READING PASSAGE -
>>>

Some countries are taking steps to enshrine working from home as a permanent legal right.

The Dutch parliament approved legislation to establish work-from-home as a legal right, making the Netherlands one of the first countries to grant remote working flexibility by law. The legislation was approved by the lower house of the bicameral parliament of the Netherlands on Wednesday last week. It still needs a nod from the Dutch senate before its final adoption.

In 2018, 14% of employed Dutch people worked remotely, according to data from Eurostat: the highest rate in Europe and well above the 5.2% average of EU citizens who worked from home. The Netherlands also ranked first in a 2019 survey by British internet service provider Plusnet that listed the best European countries to work remotely, based on factors including the percentage of people currently working remotely, internet quality, and cost of living.

Amendments would make the Netherlands one of the first countries to require businesses by law to grant their employees the flexibility to choose whether to work from home or in the office.

In countries like the U.S. or the U.K., no such protections have yet been approved on a national level, and employees have to negotiate remote work terms with their employer. In the U.K., for instance, employers can still decide to mandate a return to office for employees if they “have a good business reason for doing so,” according to the U.K. government’s official policy on flexible working.

Armenia has not yet demonstrated any bravery in this regard either. Only in instances of force majeure is remote work permitted under the Armenian laws. However, it is possible to organize work remotely in any situation by mutual agreement.

<<<

GIVEN RECORDS -
>>>

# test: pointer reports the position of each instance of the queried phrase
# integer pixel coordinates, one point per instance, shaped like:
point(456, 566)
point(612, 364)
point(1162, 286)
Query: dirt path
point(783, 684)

<<<

GIVEN TASK A -
Does each statement agree with the remote-work passage? Answer yes or no, and quote the deciding words.
(i) The Dutch senate has already approved the legislation.
(ii) In 2018, 14% of employed Dutch people worked remotely.
(iii) Under Armenian law, remote work can be arranged by mutual agreement.
GIVEN TASK B - Lay out all seven rows of the pointer test block as a Markdown table with the columns Row and Line. Put each row's number under Row and its text under Line.
The remote-work passage and the rows come from different sources.

EXERCISE ANSWER A -
(i) No: "It still needs a nod from the Dutch senate before its final adoption."
(ii) Yes: "In 2018, 14% of employed Dutch people worked remotely, according to data from Eurostat"
(iii) Yes: "it is possible to organize work remotely in any situation by mutual agreement."

EXERCISE ANSWER B -
| Row | Line |
|---|---|
| 1 | # test: pointer reports the position of each instance of the queried phrase |
| 2 | # integer pixel coordinates, one point per instance, shaped like: |
| 3 | point(456, 566) |
| 4 | point(612, 364) |
| 5 | point(1162, 286) |
| 6 | Query: dirt path |
| 7 | point(783, 684) |